Gösterilen metin:
··········
Wimmen: Kandil’den gelen işaretler gösteriyor ki PKK bunu yapacak

03-10-2019
Etiketler Heiko Wimmen Rojava Türkiye
A+ A-

Uluslararası Kriz Grubu Irak, Suriye ve Lübnan Proje Direktörü Heiko Wimmen, sınırların güvenliği için tek çözümün Türkiye’de barış sürecinin yeniden başlaması olduğunu ve Kandil’den gelen bazı işaretlerin de bunun mümkün olabileceğine delil olabileceğini söyledi.

Rojava’da kurulması planlanan güvenli bölgenin ABD’nin bölgedeki varlığına bağlı olduğunu dile getiren Wimmen, “Kuzeydoğu Suriye'de olan kalıcı bir anlaşma değil, Türkiye ile ABD arasında geçici bir uzlaşmadır” dedi.  

Heiko Wimmen, Türkiye ile DSG arasında güven sağlanması için de ABD ve uluslararası koalisyonun ağırlığını koyması gerektiğini belirterek, “YPG, YPJ ve DSG ne yaparsa yapsın Ankara onlara güvenmez” diye konuştu.

Uluslararası Kriz Grubu Irak, Suriye ve Lübnan Proje Direktörü Wimmen, PKK’nin tek taraflı ateşkes ilan etmesi halinde yeni bir barış sürecinin başlayabileceği öngörüsünde bulundu. 

Erbil-Bağdat ilişkilerini de değerlendiren Wimmen, “Önemli olan izlenen yöntemlerin kurumsal olmasıdır. Sadece siyasi kişilikler üzerinden varılan anlaşmalara bağlı olmamalıdır” dedi.
··········
Verilen görev A: Kayıtlarda "target: yellow painted stripe" ifadesinin geçtiği satırdan kayıtların sonuna kadar her şeyi, sütun adları girdi ve çıktı olan iki sütunlu bir CSV olarak ifade et. Her kayıt için bir satır olsun: girdi sütununda kaydın metni, çıktı sütununda cevabı yer alsın; her biri tek bir tırnaklı alanda dursun ve satır sonları boşluğa dönüştürülsün.
··········
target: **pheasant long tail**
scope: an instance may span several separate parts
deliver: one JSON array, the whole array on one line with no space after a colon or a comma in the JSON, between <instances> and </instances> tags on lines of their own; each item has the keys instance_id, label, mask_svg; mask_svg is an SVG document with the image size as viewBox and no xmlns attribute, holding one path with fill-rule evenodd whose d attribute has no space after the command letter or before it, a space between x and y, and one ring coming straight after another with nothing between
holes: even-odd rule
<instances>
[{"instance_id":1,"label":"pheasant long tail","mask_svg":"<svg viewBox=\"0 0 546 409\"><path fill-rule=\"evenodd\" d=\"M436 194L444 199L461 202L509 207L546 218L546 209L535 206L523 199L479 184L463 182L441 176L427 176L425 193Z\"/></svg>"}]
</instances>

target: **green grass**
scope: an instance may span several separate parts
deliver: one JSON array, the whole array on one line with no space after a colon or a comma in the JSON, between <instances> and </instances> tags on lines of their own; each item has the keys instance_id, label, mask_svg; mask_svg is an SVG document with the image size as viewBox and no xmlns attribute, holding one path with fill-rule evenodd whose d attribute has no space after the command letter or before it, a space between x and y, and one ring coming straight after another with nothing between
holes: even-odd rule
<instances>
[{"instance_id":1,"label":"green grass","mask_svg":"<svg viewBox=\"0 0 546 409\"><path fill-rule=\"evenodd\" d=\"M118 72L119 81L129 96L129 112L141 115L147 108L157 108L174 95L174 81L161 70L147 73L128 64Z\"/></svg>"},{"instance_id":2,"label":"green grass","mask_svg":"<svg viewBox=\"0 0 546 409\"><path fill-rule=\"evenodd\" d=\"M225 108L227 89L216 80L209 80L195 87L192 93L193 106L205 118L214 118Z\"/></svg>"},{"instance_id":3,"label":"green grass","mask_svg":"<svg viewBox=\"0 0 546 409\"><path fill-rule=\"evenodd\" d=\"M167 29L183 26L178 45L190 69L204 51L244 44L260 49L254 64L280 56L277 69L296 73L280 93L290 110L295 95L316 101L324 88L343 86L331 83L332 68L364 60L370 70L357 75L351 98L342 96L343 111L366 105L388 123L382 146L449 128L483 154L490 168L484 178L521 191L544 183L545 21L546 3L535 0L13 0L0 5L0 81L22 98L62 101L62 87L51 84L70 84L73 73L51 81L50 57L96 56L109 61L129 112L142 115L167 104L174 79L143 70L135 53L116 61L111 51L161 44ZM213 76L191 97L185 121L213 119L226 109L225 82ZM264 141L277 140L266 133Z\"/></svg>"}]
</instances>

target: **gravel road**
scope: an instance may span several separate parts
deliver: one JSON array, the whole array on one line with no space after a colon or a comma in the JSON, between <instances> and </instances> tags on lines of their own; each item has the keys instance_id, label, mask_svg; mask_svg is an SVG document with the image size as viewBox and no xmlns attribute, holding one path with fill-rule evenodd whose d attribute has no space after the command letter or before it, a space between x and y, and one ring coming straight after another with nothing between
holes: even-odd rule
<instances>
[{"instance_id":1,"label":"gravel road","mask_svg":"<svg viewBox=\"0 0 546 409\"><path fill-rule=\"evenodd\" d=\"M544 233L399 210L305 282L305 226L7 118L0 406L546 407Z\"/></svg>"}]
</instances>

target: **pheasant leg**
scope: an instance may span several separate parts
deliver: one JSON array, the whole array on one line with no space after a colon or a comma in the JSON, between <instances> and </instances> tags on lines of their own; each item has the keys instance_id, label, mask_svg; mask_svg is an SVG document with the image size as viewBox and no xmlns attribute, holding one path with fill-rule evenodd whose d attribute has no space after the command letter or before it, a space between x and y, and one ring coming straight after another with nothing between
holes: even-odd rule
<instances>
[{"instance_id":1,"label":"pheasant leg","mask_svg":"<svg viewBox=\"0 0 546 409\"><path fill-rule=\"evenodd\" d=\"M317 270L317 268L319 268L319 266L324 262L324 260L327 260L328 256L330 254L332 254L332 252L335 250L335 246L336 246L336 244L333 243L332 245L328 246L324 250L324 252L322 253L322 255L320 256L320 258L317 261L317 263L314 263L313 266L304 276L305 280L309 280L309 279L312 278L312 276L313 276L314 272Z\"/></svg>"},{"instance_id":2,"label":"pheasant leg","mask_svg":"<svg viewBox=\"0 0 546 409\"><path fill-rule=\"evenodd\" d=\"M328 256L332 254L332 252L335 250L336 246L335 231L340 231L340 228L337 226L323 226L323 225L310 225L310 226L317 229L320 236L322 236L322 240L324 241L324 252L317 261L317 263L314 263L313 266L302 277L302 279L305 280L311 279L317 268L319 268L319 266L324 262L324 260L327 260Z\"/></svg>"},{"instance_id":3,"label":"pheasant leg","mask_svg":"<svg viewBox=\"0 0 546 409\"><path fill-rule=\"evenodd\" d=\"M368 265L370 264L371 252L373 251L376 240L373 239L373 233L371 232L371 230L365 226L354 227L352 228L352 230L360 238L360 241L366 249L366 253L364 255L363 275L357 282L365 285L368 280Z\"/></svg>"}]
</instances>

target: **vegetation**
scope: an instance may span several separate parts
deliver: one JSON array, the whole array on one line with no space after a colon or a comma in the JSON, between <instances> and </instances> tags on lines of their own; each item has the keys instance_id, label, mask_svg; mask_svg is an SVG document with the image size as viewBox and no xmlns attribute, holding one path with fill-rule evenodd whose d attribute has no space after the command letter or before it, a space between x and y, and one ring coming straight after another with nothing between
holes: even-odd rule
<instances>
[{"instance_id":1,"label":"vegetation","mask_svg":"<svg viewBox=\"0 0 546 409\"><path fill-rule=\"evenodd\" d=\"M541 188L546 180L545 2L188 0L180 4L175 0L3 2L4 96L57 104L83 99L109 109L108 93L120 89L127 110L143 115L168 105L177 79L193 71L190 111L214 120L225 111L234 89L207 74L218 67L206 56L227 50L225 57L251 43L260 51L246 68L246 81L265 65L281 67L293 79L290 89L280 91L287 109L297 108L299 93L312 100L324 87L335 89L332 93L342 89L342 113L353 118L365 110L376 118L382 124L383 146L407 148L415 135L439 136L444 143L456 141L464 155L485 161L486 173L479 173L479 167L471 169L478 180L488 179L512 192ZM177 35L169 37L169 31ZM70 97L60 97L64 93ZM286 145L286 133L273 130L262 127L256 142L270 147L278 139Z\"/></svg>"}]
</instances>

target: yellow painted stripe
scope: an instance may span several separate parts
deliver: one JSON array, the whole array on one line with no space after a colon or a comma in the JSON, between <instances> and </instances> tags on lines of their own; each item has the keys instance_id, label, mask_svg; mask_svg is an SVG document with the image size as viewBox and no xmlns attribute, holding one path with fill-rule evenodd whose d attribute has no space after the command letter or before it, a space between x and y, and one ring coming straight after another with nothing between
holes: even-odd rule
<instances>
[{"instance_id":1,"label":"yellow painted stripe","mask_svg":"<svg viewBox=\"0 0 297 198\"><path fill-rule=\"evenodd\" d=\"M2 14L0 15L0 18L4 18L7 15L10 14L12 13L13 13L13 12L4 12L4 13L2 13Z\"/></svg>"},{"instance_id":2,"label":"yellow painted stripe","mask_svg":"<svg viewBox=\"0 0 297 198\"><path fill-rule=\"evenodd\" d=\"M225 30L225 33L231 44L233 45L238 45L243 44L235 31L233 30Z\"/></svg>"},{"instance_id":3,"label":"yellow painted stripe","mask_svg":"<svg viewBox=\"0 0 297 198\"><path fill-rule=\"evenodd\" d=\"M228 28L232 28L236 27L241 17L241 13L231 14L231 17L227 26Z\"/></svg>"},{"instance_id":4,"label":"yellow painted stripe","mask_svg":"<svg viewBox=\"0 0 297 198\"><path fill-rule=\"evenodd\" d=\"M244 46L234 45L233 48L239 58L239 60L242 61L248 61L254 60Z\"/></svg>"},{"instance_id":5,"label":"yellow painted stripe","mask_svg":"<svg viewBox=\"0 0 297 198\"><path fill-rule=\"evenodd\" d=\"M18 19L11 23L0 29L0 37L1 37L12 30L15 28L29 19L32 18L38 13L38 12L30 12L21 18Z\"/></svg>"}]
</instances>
··········
Verilen görev B: Wimmen'in açıklamalarını aktaran haberdeki şu cümleyi İngilizceye çevir: "Uluslararası Kriz Grubu Irak, Suriye ve Lübnan Proje Direktörü Wimmen, PKK’nin tek taraflı ateşkes ilan etmesi halinde yeni bir barış sürecinin başlayabileceği öngörüsünde bulundu."

Yazılı cevap A:
girdi,çıktı
"target: yellow painted stripe scope: an instance may span several separate parts deliver: one JSON array, the whole array on one line with no space after a colon or a comma in the JSON, between <instances> and </instances> tags on lines of their own; each item has the keys instance_id, label, mask_svg; mask_svg is an SVG document with the image size as viewBox and no xmlns attribute, holding one path with fill-rule evenodd whose d attribute has no space after the command letter or before it, a space between x and y, and one ring coming straight after another with nothing between holes: even-odd rule","<instances> [{""instance_id"":1,""label"":""yellow painted stripe"",""mask_svg"":""<svg viewBox=\""0 0 297 198\""><path fill-rule=\""evenodd\"" d=\""M2 14L0 15L0 18L4 18L7 15L10 14L12 13L13 13L13 12L4 12L4 13L2 13Z\""/></svg>""},{""instance_id"":2,""label"":""yellow painted stripe"",""mask_svg"":""<svg viewBox=\""0 0 297 198\""><path fill-rule=\""evenodd\"" d=\""M225 30L225 33L231 44L233 45L238 45L243 44L235 31L233 30Z\""/></svg>""},{""instance_id"":3,""label"":""yellow painted stripe"",""mask_svg"":""<svg viewBox=\""0 0 297 198\""><path fill-rule=\""evenodd\"" d=\""M228 28L232 28L236 27L241 17L241 13L231 14L231 17L227 26Z\""/></svg>""},{""instance_id"":4,""label"":""yellow painted stripe"",""mask_svg"":""<svg viewBox=\""0 0 297 198\""><path fill-rule=\""evenodd\"" d=\""M244 46L234 45L233 48L239 58L239 60L242 61L248 61L254 60Z\""/></svg>""},{""instance_id"":5,""label"":""yellow painted stripe"",""mask_svg"":""<svg viewBox=\""0 0 297 198\""><path fill-rule=\""evenodd\"" d=\""M18 19L11 23L0 29L0 37L1 37L12 30L15 28L29 19L32 18L38 13L38 12L30 12L21 18Z\""/></svg>""}] </instances>"

Yazılı cevap B: Wimmen, the International Crisis Group's Iraq, Syria and Lebanon Project Director, predicted that a new peace process could begin if the PKK declared a unilateral ceasefire.